*** Supplied material ***

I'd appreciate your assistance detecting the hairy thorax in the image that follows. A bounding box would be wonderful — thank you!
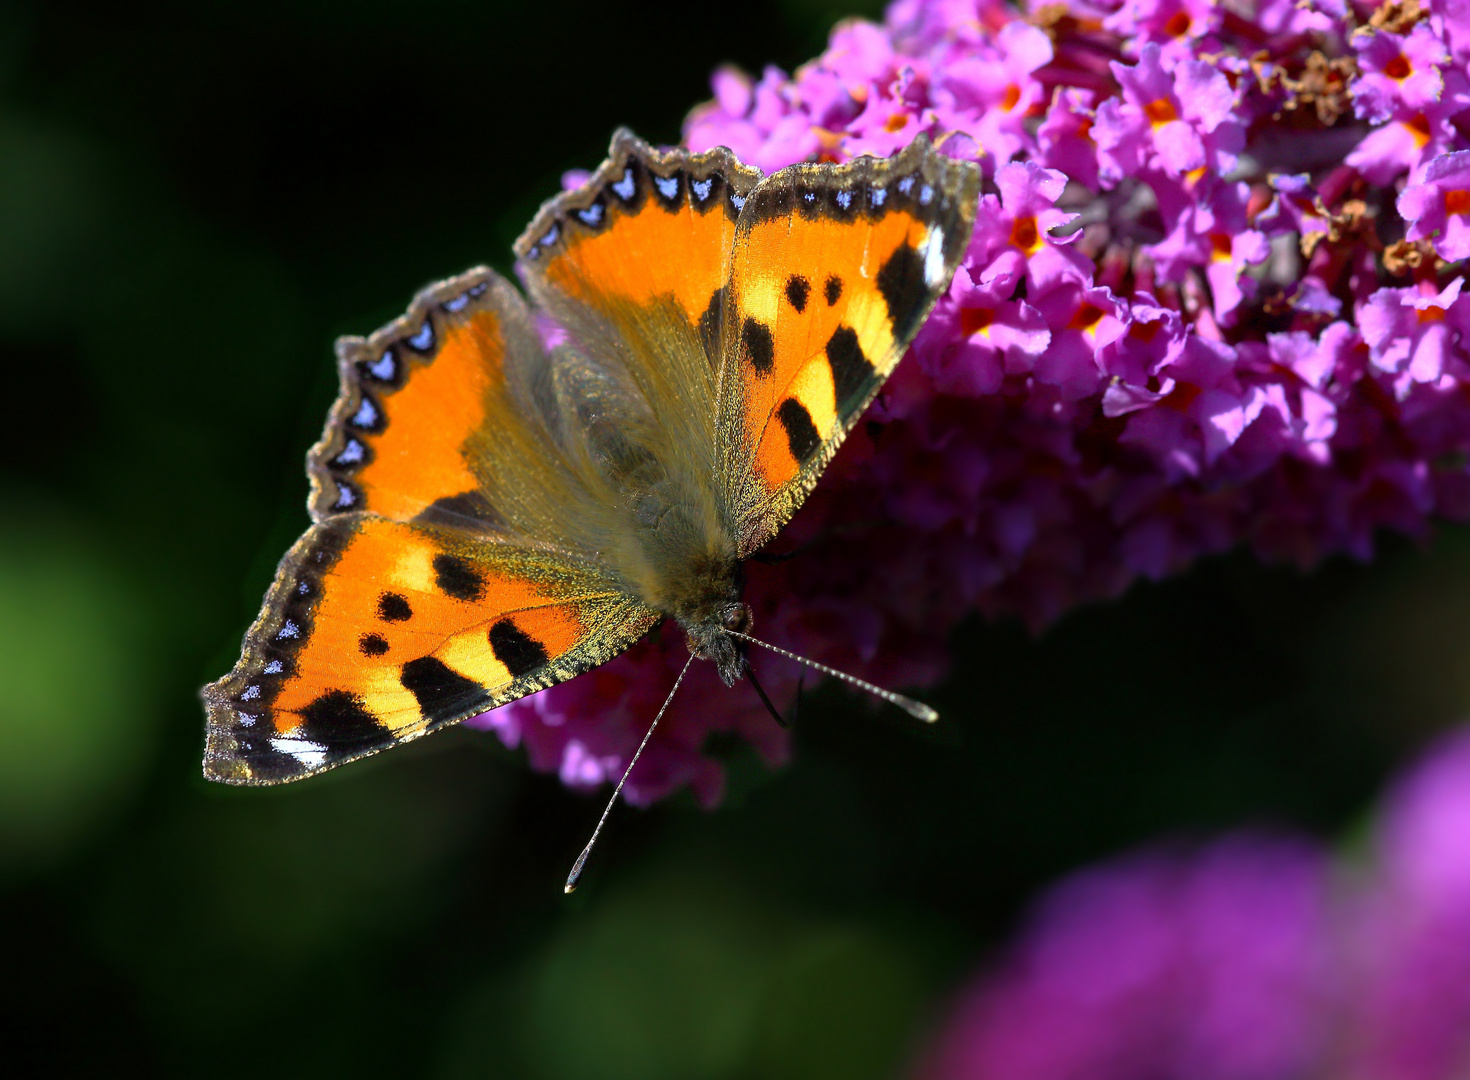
[626,493,749,685]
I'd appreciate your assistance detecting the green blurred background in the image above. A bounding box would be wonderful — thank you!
[2,1,1467,1076]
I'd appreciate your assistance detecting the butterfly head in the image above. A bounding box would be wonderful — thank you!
[682,600,752,687]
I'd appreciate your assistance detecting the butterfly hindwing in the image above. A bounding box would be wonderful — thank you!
[718,139,979,552]
[203,514,658,784]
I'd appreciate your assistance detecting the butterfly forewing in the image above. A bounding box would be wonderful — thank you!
[515,128,760,365]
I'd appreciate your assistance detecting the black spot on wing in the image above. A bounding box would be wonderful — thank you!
[743,180,795,223]
[432,553,485,602]
[489,619,550,678]
[777,398,821,464]
[876,243,927,342]
[825,275,843,306]
[359,633,389,657]
[378,593,413,622]
[697,286,727,369]
[416,490,504,529]
[742,317,775,376]
[299,689,388,748]
[400,657,491,724]
[825,326,878,412]
[785,275,810,313]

*** End of Supplied material ***

▶ [Work order]:
Transcribe exactly, and only, the lines that extend from the one containing "I'd appreciate your assistance detecting the butterfly hindwing" to the end of the records above, inclusive of both.

▶ [Exercise answer]:
I'd appreciate your assistance detecting the butterfly hindwing in the image above. A bounding box would be wonderful — thank you!
[718,139,979,552]
[203,514,658,784]
I'd appreciate your assistance detecting the butterfly forewing in the image above. A bounding box would be wonderful — thank you!
[515,128,760,365]
I'd appreciate your assistance detecting the black spot on wing in the image above. A bounding box would be wonderful — thank you!
[743,180,795,223]
[432,553,485,602]
[489,619,550,678]
[777,398,821,464]
[876,243,927,342]
[825,275,843,306]
[359,633,389,657]
[378,593,413,622]
[697,286,727,369]
[416,490,504,529]
[742,317,775,376]
[299,689,388,748]
[400,657,491,724]
[825,326,878,412]
[785,275,810,313]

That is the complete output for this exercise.